* _YOUR TASKS_
[1] List every federal government agency named in the article below about Centrus Energy's plan to ship radioactive waste.
[2] From the article below on Centrus Energy's waste shipment plan, quote the passage starting at "However, an NRC" and ending at "classified or export-controlled.".
[3] Continue the article below on Centrus Energy's plan to ship radioactive waste from Piketon, Ohio, picking up where it stops.

* _EXCERPTED PASSAGE_
"""
The Nuclear Regulatory Commission is still reviewing Centrus Energy Corp.’s plans to ship radioactive waste from the canceled American Centrifuge plant in Piketon, Ohio, to the Energy Department’s Nevada National Security Site, throwing a wrench into the company’s plan to start moving waste by the end of March.
Centrus filed its waste transportation plan with the NRC in December and has modified the plan twice since, in January and February, according to a Feb. 24 regulatory filing made public Tuesday by the regulator.
In the latest filing, Centrus said it would ship waste from the now-shuttered American Centrifuge lead cascade facility in Piketon “[u]pon NRC approval of the Transportation Security Plan and permanent burial site,” and that shipments could begin by March.
However, an NRC spokesperson on Tuesday said “we have not yet completed our review.”
A Centrus spokesperson did not reply to requests for comment Tuesday. The company has declined to describe the waste generated by the project because at least some of the material is classified or export-controlled.
In its Feb. 24 regulatory filing, Centrus said the waste it plans to ship qualifies as “both Low Specific Activity material and Surface Contaminated Objects,” and that the company “believes that the planned shipments meet all applicable NRC and DOT [Department of Transportation] regulatory requirements.”
"""
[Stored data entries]
"""
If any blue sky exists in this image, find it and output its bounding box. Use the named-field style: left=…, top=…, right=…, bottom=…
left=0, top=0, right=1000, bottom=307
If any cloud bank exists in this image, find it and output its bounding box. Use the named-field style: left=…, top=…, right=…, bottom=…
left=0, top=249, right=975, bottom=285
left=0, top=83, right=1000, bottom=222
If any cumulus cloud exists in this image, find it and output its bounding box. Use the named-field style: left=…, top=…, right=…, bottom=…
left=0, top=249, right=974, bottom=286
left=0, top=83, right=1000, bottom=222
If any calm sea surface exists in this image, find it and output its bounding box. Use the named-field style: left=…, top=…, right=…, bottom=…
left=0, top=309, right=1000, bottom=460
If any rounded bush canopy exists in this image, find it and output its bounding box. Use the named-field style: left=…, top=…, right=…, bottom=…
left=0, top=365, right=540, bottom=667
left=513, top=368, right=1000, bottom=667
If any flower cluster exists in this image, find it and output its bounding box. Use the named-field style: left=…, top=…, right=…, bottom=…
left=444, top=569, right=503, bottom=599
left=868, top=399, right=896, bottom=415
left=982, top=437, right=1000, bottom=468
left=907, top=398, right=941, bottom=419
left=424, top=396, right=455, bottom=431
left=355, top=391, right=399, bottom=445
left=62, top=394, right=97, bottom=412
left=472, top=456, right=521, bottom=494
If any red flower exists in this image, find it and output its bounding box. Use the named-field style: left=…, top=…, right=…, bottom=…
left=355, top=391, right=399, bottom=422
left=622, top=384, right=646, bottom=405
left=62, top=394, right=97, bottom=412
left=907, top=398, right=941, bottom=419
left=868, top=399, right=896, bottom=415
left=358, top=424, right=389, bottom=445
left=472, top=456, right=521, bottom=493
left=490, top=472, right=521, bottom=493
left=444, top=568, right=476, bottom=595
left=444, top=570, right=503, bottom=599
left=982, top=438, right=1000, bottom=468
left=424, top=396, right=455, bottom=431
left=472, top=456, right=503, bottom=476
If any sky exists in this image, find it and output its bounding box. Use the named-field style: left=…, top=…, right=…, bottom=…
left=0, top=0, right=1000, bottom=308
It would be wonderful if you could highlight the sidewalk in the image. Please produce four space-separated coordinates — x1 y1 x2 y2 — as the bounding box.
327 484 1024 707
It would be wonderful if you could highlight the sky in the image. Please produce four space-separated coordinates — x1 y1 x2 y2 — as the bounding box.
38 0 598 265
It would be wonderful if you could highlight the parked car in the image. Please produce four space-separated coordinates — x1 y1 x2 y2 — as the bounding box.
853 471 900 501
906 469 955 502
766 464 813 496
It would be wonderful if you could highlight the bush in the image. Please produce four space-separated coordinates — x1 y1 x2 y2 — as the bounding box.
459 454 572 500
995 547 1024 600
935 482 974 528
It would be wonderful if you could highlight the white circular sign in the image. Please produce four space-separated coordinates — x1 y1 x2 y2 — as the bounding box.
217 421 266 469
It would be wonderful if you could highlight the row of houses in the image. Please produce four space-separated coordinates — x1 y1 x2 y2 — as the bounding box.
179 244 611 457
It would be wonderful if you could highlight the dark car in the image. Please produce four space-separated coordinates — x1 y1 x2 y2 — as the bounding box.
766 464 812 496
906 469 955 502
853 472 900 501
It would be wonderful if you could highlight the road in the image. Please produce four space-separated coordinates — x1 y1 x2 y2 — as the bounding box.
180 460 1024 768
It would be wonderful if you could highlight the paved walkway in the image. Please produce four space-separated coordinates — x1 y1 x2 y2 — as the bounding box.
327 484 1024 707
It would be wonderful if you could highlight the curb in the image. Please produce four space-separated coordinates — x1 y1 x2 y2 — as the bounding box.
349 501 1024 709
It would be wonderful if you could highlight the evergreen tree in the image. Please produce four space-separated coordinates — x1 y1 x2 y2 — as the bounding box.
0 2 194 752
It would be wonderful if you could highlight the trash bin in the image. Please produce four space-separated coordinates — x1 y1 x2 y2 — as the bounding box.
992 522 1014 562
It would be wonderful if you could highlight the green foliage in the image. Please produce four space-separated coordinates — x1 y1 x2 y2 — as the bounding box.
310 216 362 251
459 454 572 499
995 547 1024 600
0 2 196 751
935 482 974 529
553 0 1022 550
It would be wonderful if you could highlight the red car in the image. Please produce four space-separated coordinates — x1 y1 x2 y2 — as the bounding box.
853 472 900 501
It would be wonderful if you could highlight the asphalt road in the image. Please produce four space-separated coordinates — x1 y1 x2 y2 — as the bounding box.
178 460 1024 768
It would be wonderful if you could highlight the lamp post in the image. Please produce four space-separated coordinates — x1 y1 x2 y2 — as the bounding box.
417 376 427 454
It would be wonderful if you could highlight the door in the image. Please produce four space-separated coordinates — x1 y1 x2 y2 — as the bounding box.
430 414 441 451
"""
* _RESPONSES BY ITEM NUMBER_
[1]
Nuclear Regulatory Commission (NRC)
Energy Department
Department of Transportation (DOT)

[2]
However, an NRC spokesperson on Tuesday said “we have not yet completed our review.”
A Centrus spokesperson did not reply to requests for comment Tuesday. The company has declined to describe the waste generated by the project because at least some of the material is classified or export-controlled.

[3]
The American Centrifuge plant at Piketon was an industrial-scale demonstration for next-generation uranium enrichment technology. The Energy Department shut the demo down in 2015; Centrus, the former United States Enrichment Corp., then began decontamination and decommissioning last year. A smaller-scale American Centrifuge technology demonstration continues under contract to UC Battelle, operator of DOE’s Oak Ridge National Laboratory in Tennessee.
Centrus is slated to host its 2016 earnings call with investors tomorrow at 8:30 a.m. Eastern time. The call will be webcast.
After the close of business Tuesday, the company reported it had lost $67.0 million, or $7.36 per share, in 2016, compared with a net loss of $187.4 million, or $20.82 per share, in 2015. The 2015 results included a $137.2 million charge related to the company’s bankruptcy reorganization in 2014.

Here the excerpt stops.